### Work required
Write out exactly, with no other output, the lines below from the one that contains "Please locate the man in" through the end.

____________________

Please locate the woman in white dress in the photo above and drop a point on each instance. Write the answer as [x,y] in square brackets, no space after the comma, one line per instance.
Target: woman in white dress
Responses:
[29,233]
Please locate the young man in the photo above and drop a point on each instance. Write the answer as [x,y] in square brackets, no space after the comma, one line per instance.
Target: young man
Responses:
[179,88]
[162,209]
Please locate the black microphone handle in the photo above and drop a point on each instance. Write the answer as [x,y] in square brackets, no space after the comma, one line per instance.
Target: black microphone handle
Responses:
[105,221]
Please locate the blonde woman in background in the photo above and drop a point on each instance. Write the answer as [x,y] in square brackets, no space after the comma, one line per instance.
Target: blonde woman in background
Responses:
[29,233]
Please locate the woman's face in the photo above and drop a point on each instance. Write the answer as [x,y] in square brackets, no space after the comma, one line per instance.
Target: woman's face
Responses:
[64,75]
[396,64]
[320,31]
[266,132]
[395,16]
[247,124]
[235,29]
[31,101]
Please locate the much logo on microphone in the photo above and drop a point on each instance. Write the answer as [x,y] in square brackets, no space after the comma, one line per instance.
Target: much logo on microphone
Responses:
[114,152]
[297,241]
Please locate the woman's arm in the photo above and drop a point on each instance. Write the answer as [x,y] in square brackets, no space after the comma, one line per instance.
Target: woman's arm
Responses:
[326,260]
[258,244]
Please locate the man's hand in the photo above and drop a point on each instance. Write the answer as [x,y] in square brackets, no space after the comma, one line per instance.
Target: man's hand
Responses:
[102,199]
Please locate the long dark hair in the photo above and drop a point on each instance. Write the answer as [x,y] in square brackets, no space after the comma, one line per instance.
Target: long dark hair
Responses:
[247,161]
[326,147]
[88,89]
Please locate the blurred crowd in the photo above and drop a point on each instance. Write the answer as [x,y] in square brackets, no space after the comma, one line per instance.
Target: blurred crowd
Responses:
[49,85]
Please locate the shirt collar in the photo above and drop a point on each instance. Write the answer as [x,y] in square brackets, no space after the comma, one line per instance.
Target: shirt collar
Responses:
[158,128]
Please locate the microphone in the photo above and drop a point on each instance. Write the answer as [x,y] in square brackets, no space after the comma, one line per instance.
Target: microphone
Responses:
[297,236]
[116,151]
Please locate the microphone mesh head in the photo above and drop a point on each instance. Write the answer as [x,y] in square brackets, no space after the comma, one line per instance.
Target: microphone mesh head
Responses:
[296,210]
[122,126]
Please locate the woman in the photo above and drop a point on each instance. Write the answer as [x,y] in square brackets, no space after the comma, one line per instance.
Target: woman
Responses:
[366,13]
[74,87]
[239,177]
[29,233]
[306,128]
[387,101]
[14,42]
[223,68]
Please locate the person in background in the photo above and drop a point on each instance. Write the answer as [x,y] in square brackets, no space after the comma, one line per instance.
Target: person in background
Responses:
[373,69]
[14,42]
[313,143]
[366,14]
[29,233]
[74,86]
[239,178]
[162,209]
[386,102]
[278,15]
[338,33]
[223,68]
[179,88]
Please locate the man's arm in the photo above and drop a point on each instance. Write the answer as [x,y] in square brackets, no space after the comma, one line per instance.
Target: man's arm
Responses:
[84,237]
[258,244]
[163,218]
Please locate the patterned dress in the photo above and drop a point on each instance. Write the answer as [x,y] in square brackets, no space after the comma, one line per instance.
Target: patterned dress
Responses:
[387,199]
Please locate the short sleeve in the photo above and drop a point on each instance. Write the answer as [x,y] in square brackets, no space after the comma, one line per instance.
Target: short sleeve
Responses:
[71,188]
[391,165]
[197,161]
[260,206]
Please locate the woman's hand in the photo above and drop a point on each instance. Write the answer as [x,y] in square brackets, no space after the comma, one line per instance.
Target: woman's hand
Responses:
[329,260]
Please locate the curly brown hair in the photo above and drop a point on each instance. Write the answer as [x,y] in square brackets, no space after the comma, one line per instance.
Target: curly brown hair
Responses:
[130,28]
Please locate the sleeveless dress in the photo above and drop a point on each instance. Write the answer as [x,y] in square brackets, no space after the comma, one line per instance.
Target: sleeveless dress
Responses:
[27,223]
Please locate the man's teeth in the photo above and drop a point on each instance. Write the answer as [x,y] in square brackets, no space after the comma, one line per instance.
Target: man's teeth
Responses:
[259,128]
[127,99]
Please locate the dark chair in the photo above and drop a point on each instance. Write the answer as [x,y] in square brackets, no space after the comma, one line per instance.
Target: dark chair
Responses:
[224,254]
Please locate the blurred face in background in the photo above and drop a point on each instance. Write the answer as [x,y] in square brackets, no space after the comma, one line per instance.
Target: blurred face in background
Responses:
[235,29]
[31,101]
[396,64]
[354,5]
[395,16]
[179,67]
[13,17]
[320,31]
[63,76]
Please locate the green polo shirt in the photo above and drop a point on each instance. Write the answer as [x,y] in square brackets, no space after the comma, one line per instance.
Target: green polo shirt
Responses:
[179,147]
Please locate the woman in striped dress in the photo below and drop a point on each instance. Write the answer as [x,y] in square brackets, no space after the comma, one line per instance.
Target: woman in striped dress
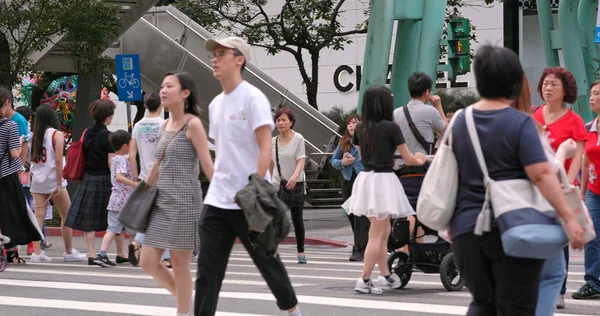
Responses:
[173,222]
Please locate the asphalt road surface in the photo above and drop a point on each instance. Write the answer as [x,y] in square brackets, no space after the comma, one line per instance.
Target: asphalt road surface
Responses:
[325,286]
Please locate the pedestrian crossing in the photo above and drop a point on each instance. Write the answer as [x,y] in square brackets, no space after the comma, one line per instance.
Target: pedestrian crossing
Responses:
[325,286]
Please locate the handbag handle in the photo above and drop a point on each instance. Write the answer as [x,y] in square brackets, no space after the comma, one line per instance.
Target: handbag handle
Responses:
[153,173]
[484,219]
[277,157]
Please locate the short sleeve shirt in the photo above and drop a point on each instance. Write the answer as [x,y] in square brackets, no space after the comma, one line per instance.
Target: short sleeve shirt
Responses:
[9,139]
[510,142]
[427,120]
[592,151]
[146,134]
[233,120]
[120,191]
[289,154]
[377,150]
[568,126]
[21,123]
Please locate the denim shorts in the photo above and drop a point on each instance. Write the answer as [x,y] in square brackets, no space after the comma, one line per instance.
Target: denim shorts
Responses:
[114,226]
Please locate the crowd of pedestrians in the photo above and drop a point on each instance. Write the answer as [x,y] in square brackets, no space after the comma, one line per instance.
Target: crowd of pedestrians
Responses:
[517,141]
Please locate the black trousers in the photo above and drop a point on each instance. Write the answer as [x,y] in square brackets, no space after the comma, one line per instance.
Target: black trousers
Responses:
[412,187]
[218,230]
[500,285]
[360,224]
[564,288]
[298,222]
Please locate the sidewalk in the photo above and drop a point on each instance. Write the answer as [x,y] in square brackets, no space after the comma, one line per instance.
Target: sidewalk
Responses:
[324,227]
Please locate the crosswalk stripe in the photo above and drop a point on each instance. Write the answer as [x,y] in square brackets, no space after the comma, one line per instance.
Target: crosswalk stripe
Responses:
[113,308]
[129,276]
[309,255]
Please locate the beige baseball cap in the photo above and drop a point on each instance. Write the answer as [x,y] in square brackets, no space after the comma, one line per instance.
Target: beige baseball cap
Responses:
[230,42]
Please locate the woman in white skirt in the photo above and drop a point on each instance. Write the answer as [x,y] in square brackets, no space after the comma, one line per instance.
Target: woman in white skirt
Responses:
[377,192]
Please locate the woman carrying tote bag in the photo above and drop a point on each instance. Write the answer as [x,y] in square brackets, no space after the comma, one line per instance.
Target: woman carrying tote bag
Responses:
[512,150]
[287,168]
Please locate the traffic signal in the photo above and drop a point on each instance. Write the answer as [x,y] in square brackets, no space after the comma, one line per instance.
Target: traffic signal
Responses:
[459,47]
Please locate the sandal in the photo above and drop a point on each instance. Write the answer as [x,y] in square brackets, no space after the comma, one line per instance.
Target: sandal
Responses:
[166,263]
[12,256]
[134,254]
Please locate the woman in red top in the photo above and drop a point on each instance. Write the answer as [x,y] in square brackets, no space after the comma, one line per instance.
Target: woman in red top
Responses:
[557,87]
[591,184]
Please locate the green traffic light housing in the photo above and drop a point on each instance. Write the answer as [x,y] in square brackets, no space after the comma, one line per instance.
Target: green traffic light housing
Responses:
[459,47]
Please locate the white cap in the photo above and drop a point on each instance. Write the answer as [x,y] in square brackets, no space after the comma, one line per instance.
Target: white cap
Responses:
[229,42]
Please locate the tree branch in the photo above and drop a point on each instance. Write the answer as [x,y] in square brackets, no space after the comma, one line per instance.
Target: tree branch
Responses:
[363,31]
[335,13]
[302,67]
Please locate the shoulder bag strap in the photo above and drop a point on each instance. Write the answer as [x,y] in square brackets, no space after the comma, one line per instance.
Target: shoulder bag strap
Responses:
[277,157]
[162,154]
[426,145]
[484,219]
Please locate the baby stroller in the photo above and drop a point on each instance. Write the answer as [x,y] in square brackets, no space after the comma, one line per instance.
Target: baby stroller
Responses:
[428,258]
[3,260]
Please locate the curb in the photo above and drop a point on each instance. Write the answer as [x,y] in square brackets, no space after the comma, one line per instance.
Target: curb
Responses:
[310,241]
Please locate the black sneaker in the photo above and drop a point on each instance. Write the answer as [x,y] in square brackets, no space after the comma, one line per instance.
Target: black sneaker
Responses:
[357,254]
[586,292]
[103,261]
[122,260]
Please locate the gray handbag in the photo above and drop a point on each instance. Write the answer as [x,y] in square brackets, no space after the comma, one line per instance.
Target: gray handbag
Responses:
[136,212]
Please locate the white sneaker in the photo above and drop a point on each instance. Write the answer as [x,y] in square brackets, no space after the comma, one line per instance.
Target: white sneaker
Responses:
[393,283]
[75,256]
[41,258]
[382,283]
[367,288]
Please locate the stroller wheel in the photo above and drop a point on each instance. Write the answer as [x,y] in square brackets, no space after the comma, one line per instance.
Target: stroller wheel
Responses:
[398,264]
[450,275]
[3,263]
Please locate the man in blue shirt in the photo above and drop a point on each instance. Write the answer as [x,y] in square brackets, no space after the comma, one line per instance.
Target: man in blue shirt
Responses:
[9,112]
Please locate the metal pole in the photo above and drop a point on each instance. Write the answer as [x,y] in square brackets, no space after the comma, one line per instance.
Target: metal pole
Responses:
[405,59]
[377,51]
[587,25]
[573,54]
[546,26]
[432,28]
[129,127]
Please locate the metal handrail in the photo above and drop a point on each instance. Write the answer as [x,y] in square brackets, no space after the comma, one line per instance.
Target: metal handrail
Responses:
[199,60]
[254,74]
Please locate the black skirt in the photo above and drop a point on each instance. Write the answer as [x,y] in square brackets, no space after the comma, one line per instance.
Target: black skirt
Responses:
[16,221]
[88,211]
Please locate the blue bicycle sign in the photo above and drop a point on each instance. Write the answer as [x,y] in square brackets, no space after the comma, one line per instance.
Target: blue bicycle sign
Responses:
[128,77]
[129,80]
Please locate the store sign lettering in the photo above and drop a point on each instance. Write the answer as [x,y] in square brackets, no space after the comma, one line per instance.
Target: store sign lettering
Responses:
[356,75]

____________________

### Full answer
Please locate the man in blue shirt in the photo above and drop a point on each instance. Write the answer as [x,y] in square brackets, no space after the comma, one line per instance.
Target: man in blue shirt
Responses:
[9,112]
Please locate the metal pole in the photo above and drop a point on each instance. Write the answer as [x,y] in square brackets, no space after the comma, one line per instance.
Target: metal pole
Responses:
[405,59]
[377,51]
[587,25]
[573,54]
[546,26]
[432,28]
[129,127]
Please locate the metal handrail in the photo above and drop a point on each instance. Write the answer as [x,y] in square brackets, no space after the comma, one line per instance.
Target: metal handrail
Responses:
[199,60]
[254,74]
Please locate the black skirt in the photo above and drop a point on each instance. Write the answer as [x,y] in square brackets, no space after the comma, one line per instance.
Target: black skirt
Responses:
[16,221]
[88,211]
Please locate the blue bicycle sign in the photo above and drop a point on each instance. Write the answer as [x,y] in square brackets, no space after the comma, one line per instance.
Target: blue bicycle sign
Responses:
[128,77]
[129,80]
Please locate the store sign lettering in the photo above and drop a point on each instance. Write the answer as [x,y] in square brackets, no space after the comma, one line per instance.
Target: store sign lettering
Responses:
[356,75]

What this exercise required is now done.